> Problem A:
In the article on Australia's biosecurity threats, copy word for word the passage starting at "The report outlines" and ending at "to 30 years.".
> Problem B:
Condense the paragraph of the biosecurity article that begins "A human disease pandemic" into a short bulleted list that keeps its main facts.
> Problem C:
Write the next few paragraphs of the article on Australia's biosecurity threats, picking up after its final sentence.

(Given text begins)

A human disease pandemic, European honey bee colonies wiped out and an invasion of a devastating wheat disease are just three potential biosecurity threats facing Australia, according to a CSIRO report released today.
These three events alone could devastate Australia’s agricultural industries, economy and environment, and could severely alter our way of life.
But how can we ensure that we see them coming and are we prepared to respond if they occur?
Dr Gary Fitt, CSIRO Biosecurity Flagship Science Director, said it was better to pre-empt and avoid biosecurity issues than have to deal with the consequences.
“Dominating the news right now is the Ebola virus crisis, which is an obvious global health concern,” he said.
“Meanwhile farmers near Katherine, in the Northern Territory, are dealing with an outbreak of a new disease – Cucumber Green Mottle Mosaic Virus – and while not fatal to people like Ebola, this virus is devastating their crops which has severe financial impacts.”
The report outlines a systematic examination and assessment of where we’re heading and what we need to do as a nation to protect our environment, industries, people and way of life over the next 20 to 30 years.
“If there was a significant decline in European honey bee populations across Australia in the future, for example, this would impact our economy with losses of around $4 bilion to $6 billion,” Dr Fitt said.

(Given text ends)
(Records shown begins)

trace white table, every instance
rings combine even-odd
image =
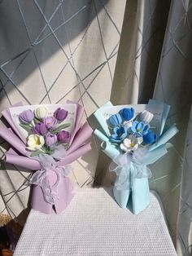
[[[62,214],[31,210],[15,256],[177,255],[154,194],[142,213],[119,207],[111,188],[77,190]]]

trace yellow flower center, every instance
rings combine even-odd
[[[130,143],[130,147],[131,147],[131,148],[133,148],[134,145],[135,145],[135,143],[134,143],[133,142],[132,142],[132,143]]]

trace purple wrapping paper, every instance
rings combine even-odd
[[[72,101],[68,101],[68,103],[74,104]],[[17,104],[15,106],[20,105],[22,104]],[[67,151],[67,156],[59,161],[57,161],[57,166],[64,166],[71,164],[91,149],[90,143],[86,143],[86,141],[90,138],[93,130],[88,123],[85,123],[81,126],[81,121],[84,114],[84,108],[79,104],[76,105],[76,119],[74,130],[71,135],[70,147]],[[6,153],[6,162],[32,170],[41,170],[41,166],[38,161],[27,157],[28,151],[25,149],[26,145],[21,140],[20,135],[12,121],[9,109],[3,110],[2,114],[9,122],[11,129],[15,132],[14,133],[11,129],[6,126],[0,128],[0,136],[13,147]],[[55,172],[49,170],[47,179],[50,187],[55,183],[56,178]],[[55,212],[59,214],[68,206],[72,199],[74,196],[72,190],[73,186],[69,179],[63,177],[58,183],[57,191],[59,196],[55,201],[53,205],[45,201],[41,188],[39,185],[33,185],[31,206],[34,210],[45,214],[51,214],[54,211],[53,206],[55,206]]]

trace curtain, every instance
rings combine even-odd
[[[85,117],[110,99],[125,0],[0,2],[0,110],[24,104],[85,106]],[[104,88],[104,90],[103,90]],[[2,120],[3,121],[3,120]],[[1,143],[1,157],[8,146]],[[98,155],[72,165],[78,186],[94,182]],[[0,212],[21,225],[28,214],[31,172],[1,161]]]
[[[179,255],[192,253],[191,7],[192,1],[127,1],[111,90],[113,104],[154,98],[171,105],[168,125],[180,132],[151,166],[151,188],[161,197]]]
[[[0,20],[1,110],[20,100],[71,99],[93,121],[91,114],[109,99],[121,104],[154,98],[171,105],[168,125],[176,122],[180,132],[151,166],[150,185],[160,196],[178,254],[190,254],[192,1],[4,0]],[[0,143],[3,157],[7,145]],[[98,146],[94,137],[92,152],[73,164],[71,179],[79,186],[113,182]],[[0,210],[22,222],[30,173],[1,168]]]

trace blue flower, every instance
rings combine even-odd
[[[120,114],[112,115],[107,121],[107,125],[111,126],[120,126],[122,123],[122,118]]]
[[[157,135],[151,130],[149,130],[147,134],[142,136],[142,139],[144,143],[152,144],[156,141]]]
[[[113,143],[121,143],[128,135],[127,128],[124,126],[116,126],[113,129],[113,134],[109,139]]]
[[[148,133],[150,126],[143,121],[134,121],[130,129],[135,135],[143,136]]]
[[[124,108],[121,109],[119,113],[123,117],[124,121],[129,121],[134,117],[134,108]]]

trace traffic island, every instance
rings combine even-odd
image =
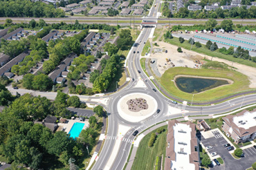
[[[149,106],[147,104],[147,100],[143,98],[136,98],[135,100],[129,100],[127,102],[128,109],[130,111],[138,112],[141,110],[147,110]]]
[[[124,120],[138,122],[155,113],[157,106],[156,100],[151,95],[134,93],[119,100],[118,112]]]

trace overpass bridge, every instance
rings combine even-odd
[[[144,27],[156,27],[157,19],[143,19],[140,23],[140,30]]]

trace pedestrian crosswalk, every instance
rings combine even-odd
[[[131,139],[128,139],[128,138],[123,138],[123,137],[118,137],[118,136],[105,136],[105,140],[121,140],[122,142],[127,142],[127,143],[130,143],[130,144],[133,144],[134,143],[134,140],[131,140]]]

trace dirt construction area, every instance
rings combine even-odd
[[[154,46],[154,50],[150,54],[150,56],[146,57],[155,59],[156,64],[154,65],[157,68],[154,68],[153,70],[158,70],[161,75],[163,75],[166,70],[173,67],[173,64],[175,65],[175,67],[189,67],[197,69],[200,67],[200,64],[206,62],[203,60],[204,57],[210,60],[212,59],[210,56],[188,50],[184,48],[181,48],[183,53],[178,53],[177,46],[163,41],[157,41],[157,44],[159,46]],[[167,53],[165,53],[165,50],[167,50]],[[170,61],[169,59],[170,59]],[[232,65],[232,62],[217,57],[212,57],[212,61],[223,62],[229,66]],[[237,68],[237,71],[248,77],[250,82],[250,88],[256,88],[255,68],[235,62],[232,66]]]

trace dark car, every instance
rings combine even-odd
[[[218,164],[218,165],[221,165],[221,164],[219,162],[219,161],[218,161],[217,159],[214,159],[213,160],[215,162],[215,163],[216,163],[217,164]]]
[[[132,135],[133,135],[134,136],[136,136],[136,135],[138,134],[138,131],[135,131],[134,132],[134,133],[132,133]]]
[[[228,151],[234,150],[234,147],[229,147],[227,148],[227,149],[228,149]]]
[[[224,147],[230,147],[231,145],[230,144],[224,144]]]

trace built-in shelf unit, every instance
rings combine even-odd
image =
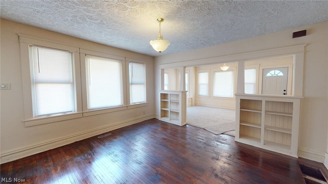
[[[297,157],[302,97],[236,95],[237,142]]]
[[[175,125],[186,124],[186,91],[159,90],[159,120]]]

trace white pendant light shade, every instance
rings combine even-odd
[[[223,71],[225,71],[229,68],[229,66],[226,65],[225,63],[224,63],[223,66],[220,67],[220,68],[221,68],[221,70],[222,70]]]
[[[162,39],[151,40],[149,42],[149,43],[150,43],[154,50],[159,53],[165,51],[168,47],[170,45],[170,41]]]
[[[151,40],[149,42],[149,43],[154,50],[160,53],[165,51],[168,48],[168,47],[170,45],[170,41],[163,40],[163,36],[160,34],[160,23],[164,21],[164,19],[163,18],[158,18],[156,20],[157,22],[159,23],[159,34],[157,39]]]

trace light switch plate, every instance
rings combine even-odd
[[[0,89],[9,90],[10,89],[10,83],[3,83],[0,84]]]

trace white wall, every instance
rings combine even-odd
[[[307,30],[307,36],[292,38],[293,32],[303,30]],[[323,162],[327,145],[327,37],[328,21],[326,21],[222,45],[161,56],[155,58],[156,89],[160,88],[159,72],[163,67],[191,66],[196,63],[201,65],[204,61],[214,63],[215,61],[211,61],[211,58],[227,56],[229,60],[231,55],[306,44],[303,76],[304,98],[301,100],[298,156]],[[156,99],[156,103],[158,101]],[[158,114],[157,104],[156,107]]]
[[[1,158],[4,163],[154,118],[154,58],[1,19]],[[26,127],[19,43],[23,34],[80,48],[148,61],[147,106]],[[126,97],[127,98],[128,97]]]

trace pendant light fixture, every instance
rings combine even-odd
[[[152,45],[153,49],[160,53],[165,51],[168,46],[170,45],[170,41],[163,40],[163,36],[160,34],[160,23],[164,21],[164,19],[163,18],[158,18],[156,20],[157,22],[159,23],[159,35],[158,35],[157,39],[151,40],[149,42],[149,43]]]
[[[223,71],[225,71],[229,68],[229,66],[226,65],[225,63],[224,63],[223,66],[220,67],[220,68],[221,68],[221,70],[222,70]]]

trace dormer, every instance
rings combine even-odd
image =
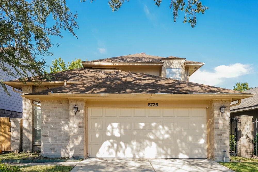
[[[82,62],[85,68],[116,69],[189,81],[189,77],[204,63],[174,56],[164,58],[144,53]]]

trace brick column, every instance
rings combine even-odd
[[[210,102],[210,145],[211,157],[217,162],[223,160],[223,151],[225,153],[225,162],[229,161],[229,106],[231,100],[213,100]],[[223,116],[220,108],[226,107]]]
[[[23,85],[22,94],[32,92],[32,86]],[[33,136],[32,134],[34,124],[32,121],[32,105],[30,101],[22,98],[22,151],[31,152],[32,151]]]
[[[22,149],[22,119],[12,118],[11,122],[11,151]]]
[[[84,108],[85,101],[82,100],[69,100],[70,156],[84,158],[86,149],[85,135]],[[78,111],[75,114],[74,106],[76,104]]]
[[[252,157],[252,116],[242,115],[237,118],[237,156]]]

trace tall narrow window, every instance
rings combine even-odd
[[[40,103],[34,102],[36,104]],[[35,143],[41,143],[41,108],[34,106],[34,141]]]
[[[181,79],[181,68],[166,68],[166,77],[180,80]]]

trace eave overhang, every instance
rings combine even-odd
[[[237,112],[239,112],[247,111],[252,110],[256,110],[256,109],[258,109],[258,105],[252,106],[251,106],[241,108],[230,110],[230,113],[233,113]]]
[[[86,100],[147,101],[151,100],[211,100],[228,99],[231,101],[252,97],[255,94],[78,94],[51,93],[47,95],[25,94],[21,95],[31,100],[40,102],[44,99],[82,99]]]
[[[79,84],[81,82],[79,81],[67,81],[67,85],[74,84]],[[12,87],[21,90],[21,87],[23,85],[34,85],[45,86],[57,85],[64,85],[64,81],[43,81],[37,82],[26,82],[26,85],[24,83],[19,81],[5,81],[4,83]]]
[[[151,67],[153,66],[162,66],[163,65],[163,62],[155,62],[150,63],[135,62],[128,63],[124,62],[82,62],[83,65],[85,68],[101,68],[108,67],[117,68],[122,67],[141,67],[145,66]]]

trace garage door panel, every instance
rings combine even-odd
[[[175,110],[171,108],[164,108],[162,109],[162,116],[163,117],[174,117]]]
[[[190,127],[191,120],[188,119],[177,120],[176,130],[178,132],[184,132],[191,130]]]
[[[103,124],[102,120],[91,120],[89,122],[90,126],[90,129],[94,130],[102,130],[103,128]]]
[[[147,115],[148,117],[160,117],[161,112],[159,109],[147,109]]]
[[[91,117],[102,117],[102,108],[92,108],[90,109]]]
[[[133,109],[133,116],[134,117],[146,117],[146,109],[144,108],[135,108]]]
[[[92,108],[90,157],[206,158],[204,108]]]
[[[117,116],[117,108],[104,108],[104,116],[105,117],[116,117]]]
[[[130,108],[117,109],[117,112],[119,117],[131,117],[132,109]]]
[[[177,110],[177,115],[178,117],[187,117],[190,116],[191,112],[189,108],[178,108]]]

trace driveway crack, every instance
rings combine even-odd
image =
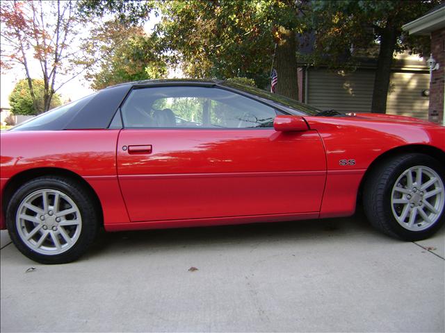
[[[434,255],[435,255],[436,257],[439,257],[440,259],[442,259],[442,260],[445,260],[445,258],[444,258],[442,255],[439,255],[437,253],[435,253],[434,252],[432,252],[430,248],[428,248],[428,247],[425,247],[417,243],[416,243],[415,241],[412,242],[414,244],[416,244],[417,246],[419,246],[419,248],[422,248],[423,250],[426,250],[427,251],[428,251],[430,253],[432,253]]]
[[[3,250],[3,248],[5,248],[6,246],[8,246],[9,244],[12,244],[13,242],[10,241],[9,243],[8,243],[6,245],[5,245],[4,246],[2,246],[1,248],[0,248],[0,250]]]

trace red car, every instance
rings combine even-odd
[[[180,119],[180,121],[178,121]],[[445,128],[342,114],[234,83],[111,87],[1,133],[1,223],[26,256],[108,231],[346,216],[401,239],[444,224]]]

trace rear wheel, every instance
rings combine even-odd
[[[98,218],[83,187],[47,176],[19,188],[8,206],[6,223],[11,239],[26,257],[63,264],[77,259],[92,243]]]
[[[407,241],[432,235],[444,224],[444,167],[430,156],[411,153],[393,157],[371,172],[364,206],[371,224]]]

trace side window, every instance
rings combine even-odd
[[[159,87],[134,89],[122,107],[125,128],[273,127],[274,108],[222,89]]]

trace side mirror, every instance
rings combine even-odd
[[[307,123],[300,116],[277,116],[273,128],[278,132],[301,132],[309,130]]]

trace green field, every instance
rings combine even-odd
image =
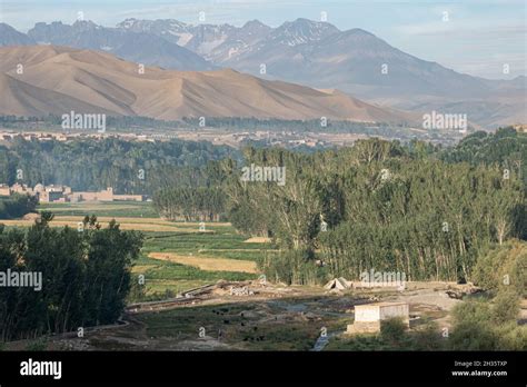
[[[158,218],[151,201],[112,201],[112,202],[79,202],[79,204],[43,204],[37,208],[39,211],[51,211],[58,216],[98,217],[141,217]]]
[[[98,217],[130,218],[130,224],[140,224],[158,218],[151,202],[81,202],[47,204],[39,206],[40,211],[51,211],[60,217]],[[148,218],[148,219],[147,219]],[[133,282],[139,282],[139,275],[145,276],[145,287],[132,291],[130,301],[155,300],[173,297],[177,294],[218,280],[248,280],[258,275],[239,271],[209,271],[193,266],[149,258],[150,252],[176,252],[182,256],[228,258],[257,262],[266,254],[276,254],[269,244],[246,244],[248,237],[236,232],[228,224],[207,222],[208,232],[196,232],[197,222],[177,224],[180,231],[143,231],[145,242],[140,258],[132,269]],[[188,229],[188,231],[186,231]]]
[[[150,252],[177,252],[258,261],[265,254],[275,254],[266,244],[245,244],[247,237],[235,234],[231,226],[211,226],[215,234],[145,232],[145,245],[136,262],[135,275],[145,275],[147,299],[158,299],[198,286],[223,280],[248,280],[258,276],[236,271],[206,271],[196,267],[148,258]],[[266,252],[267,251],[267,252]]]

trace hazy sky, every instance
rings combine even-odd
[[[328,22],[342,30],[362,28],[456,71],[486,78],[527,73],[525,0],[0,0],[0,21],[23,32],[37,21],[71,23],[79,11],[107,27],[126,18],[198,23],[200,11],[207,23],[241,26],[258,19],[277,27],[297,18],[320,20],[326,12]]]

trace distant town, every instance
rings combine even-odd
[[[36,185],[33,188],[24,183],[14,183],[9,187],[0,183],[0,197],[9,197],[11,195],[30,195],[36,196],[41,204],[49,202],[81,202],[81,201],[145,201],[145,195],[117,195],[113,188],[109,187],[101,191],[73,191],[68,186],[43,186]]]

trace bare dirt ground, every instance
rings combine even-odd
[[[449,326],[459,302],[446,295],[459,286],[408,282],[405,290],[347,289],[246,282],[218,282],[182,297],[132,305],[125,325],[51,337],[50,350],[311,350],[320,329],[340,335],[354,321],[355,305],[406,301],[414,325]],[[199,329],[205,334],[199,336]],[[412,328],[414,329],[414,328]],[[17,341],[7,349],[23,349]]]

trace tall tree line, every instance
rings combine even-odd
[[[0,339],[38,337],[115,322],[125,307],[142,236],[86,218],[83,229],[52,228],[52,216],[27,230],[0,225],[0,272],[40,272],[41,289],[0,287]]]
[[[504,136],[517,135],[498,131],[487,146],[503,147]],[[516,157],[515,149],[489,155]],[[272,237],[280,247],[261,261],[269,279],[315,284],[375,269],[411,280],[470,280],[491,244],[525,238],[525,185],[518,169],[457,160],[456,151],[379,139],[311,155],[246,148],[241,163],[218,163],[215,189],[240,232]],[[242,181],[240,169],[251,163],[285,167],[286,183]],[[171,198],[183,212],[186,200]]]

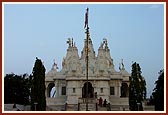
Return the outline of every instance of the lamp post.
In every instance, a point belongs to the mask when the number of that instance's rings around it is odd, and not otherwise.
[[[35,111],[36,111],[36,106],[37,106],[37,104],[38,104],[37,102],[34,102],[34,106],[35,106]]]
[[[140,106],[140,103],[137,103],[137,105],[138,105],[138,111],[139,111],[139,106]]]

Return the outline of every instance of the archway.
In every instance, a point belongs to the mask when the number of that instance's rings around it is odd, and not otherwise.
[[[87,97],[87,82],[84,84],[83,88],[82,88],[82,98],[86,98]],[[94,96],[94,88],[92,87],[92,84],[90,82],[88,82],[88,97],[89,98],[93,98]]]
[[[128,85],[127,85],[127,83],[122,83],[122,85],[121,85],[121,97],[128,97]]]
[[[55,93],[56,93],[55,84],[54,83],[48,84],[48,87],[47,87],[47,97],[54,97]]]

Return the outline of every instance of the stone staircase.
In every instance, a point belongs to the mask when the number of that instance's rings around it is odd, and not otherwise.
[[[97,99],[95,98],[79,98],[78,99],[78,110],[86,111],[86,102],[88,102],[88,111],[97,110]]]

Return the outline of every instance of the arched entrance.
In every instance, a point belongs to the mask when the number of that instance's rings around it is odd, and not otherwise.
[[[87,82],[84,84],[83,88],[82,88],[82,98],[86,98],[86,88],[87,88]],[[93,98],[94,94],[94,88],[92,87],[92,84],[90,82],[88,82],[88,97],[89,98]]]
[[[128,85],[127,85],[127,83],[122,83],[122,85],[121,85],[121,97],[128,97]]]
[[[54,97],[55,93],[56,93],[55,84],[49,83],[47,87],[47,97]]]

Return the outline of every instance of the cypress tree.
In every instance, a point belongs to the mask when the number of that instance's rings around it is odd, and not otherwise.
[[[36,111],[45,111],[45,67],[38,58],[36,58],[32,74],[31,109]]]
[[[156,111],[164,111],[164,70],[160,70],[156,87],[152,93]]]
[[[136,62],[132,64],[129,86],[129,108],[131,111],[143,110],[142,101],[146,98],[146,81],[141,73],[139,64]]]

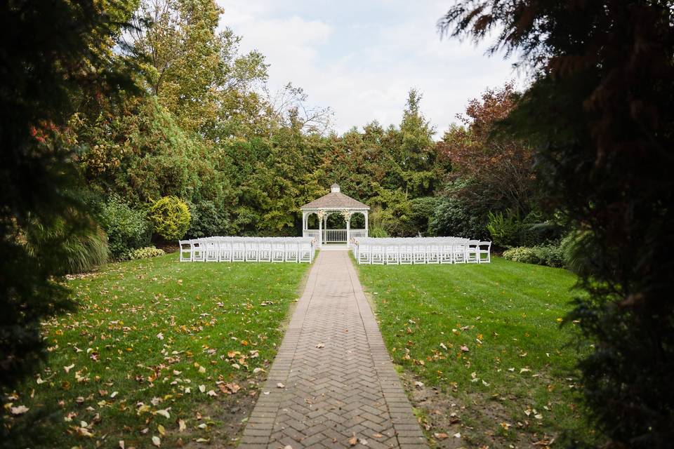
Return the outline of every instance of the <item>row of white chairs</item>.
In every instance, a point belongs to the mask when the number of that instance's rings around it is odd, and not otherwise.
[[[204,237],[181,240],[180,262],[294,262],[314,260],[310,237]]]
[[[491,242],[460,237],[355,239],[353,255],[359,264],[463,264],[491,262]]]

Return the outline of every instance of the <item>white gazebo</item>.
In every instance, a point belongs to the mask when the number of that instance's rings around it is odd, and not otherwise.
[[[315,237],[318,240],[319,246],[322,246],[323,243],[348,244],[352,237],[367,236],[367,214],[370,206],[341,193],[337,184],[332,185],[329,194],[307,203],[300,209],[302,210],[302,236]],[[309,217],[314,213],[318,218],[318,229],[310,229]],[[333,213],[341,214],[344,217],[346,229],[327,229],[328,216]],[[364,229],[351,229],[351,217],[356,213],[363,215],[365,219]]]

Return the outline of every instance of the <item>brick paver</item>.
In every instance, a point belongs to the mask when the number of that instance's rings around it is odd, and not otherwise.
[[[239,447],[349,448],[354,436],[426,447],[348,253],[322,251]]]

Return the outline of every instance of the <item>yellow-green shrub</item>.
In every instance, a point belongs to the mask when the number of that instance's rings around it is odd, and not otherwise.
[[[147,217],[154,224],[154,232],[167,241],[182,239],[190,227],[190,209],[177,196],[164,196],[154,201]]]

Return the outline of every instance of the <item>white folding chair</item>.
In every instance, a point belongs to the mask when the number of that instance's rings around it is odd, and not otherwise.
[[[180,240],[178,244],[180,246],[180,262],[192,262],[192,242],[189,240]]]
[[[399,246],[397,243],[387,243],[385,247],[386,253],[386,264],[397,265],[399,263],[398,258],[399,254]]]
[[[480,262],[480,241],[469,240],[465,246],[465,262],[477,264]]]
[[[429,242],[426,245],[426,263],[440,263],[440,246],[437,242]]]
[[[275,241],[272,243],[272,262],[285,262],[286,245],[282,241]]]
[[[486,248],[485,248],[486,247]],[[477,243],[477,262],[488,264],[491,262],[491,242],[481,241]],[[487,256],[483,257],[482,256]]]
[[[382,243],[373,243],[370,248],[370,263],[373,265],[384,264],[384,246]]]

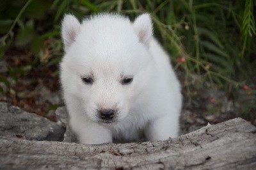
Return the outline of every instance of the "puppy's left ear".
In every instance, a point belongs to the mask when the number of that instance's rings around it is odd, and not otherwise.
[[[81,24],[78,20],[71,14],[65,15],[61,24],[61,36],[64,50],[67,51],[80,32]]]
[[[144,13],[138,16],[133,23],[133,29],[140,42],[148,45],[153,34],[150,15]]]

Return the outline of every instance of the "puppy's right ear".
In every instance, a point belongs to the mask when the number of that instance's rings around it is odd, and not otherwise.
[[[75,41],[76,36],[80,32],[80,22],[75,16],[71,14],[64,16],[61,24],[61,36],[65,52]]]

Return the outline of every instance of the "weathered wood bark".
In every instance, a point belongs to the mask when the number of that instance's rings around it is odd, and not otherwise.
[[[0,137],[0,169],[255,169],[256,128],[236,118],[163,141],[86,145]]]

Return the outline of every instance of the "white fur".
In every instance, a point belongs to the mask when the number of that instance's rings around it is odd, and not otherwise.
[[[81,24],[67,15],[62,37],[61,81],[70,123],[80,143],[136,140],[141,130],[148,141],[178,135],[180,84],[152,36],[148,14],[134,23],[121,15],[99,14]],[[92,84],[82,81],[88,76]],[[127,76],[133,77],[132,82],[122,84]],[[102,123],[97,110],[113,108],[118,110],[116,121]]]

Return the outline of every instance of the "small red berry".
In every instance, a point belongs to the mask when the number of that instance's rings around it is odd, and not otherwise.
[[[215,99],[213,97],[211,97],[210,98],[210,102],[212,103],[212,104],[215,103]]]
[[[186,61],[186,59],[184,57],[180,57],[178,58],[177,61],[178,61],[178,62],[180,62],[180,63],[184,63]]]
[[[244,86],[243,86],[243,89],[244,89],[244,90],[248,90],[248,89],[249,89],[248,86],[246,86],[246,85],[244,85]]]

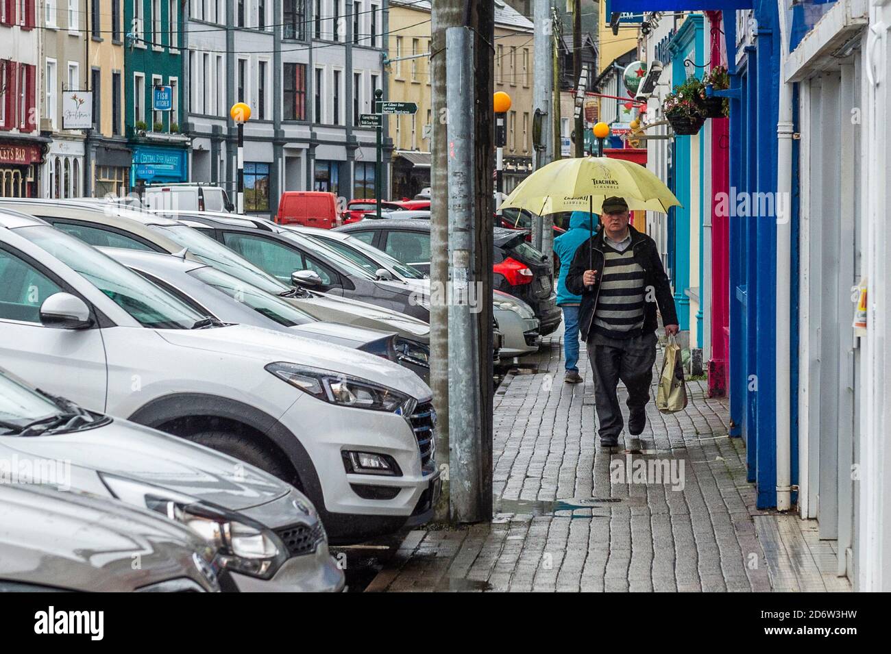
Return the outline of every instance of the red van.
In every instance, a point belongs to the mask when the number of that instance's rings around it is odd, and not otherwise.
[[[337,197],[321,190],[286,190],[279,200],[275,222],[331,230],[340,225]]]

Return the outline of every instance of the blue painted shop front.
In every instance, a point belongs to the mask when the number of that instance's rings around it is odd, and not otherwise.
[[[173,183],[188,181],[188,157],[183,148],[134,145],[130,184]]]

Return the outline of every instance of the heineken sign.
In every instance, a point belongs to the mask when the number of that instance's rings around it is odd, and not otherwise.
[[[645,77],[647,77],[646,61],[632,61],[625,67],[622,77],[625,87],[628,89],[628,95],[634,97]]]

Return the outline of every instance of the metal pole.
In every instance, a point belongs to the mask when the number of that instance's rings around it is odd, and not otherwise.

(Records shown ends)

> Final answer A:
The report outlines a systematic examination and assessment of where we’re heading and what we need to do as a nation to protect our environment, industries, people and way of life over the next 20 to 30 years.

> Final answer B:
- Source: a CSIRO report released today
- Potential biosecurity threats facing Australia (three of them):
  - a human disease pandemic
  - European honey bee colonies wiped out
  - an invasion of a devastating wheat disease

> Final answer C:
“Losing this free pollination service would severely impact production of several fruit and vegetables including avocados and almonds.”
The report identifies a number of global megatrends which highlight significant change and the growing complexity relating to biosecurity challenges.
“We have identified a number of important trends, such as the need to produce more food for a growing population while dealing with ongoing pressure on the key soil, water and biodiversity resources which sustain production,” Dr Fitt said.
“These trends will produce new challenges for all our plant and animal industries, our environment and human health.”
CSIRO partnered with Animal Health Australia, the Plant Biosecurity Cooperative Research Centre (CRC) and the Invasive Animals CRC and consulted with various industry, government and scientific organisations to create the report.